_Your objective_: After locating the line with "of the hummus" in the data that follows, return it and every later line exactly, up to and including the line with "the yellow cherry".

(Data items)

# # #

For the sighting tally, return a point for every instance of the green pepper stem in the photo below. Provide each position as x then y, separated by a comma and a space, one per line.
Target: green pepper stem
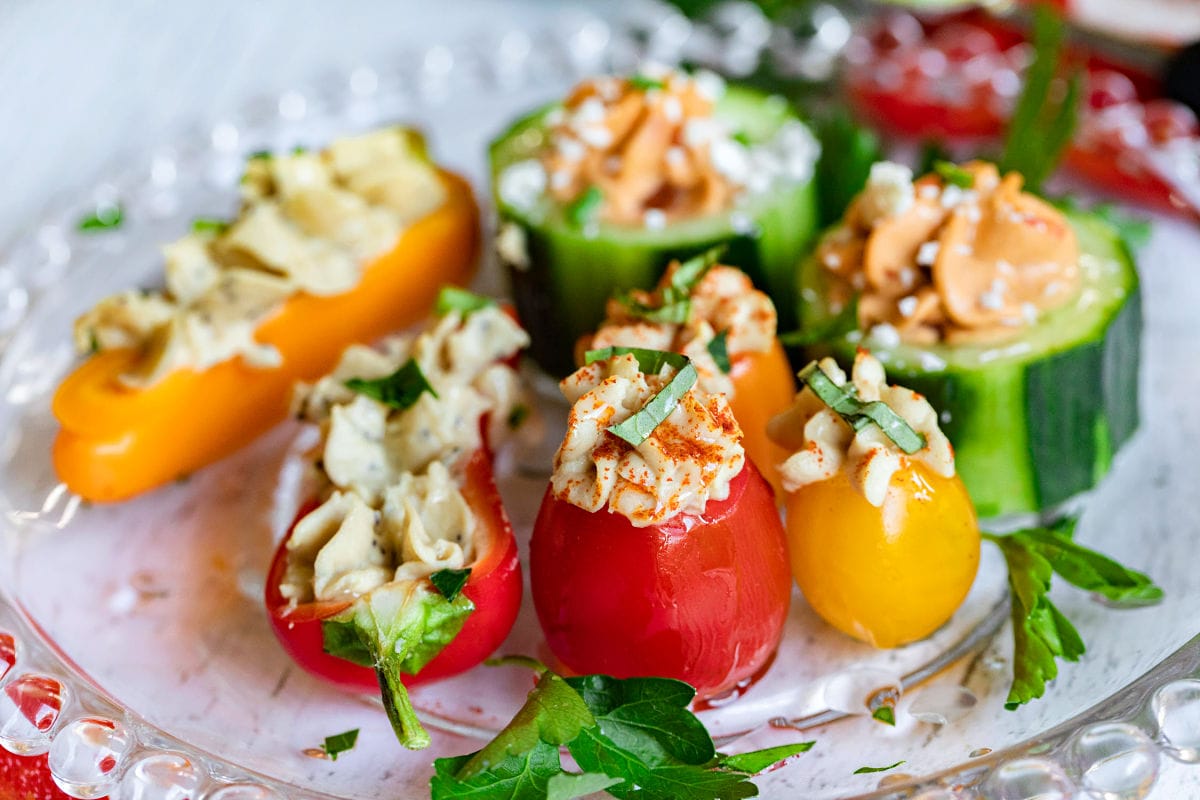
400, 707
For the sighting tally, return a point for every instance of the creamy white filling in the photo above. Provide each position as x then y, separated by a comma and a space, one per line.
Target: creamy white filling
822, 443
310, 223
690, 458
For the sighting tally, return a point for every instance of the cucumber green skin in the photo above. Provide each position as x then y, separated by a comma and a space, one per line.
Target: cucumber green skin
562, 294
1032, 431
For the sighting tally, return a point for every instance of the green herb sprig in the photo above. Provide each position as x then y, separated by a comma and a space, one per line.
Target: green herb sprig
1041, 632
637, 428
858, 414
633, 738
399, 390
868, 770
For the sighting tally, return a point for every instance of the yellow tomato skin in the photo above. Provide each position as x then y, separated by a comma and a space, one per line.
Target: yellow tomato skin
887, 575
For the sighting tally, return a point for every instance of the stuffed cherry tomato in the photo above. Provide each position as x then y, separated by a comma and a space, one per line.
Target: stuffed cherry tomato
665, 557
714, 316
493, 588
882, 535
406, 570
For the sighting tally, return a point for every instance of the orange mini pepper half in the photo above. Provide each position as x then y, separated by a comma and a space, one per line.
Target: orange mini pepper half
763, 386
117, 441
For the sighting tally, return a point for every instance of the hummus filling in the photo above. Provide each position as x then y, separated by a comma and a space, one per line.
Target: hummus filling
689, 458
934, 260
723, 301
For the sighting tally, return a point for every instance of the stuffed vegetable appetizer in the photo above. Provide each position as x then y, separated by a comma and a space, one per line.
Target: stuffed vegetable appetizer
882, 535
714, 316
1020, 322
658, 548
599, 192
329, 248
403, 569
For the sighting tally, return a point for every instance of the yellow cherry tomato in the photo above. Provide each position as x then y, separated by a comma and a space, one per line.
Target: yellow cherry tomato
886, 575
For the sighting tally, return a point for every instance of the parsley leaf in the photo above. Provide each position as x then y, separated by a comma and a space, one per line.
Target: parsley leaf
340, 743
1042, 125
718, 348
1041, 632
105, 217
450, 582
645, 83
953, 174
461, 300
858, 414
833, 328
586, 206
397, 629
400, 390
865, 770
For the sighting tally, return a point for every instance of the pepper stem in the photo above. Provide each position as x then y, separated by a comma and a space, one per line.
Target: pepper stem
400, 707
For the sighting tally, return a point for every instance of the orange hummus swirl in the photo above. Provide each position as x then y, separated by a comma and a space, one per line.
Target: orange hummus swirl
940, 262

# # #

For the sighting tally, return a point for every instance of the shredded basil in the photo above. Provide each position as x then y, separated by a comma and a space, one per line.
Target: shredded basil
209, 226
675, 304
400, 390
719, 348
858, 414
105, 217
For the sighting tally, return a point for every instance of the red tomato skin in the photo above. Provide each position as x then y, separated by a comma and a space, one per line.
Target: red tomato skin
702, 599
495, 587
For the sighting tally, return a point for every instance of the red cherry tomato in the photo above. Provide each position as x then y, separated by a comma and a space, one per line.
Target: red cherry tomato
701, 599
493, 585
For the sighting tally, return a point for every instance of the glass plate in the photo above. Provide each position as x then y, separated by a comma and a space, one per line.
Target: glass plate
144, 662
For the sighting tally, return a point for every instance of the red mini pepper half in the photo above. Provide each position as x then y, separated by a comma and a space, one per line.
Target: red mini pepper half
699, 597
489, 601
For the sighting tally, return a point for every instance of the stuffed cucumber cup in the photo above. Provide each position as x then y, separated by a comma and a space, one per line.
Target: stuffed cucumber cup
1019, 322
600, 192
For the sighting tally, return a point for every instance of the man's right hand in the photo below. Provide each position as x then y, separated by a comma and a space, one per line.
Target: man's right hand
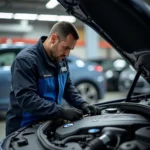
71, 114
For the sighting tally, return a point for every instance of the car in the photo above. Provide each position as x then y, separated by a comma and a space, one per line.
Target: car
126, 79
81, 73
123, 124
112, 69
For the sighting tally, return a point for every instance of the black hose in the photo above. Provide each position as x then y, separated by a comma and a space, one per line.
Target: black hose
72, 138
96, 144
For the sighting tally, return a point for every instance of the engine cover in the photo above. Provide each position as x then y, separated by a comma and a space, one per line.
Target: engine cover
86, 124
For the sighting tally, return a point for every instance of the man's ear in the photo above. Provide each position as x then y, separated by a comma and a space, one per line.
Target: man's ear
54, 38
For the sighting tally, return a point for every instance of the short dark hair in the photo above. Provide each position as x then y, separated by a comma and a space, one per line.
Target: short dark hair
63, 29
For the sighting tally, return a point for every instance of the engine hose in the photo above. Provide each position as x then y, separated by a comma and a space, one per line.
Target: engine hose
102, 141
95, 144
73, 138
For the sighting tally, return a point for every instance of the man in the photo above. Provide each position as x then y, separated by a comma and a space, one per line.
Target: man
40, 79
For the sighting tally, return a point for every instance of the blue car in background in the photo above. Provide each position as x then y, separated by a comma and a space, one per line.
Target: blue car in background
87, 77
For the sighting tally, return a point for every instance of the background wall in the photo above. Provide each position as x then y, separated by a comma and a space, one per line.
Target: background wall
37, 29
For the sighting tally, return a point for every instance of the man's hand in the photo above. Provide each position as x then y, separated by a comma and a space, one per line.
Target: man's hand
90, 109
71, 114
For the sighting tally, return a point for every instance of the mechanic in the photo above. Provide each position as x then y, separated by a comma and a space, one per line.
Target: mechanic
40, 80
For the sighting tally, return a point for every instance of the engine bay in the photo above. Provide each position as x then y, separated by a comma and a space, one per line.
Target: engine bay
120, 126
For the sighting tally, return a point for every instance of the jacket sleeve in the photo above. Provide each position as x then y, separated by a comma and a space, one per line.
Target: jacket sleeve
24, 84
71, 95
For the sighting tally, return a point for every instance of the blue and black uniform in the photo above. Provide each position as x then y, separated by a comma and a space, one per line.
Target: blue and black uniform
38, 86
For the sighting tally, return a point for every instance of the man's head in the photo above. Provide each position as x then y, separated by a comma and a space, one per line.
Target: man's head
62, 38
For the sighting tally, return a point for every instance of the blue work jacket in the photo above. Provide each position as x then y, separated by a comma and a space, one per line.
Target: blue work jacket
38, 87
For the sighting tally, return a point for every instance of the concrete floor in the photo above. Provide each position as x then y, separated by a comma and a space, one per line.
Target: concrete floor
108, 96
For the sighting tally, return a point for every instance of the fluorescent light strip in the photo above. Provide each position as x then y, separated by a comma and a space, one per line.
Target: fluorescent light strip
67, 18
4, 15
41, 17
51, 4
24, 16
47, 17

# # #

_Solved problem_:
For the sighting tally, return a point for every instance of the hummus filling in the photo above. Provide each position as x then y, separated by a comma and a space, one per line.
Target: hummus filling
689, 458
934, 260
723, 301
For the sighting tally, return a point for every instance of the stuffed vegetable appetizer in the photo above. Provide each position as x then y, separated by a comma and a space, one per line.
Target: stuffed vegetable appetizer
882, 535
714, 316
1020, 322
658, 548
599, 192
329, 248
403, 569
For the sighting tally, return a point for every instance of the yellow cherry tomato in the photo above. Provide each position as x then y, separated by a comma and a space, one per line.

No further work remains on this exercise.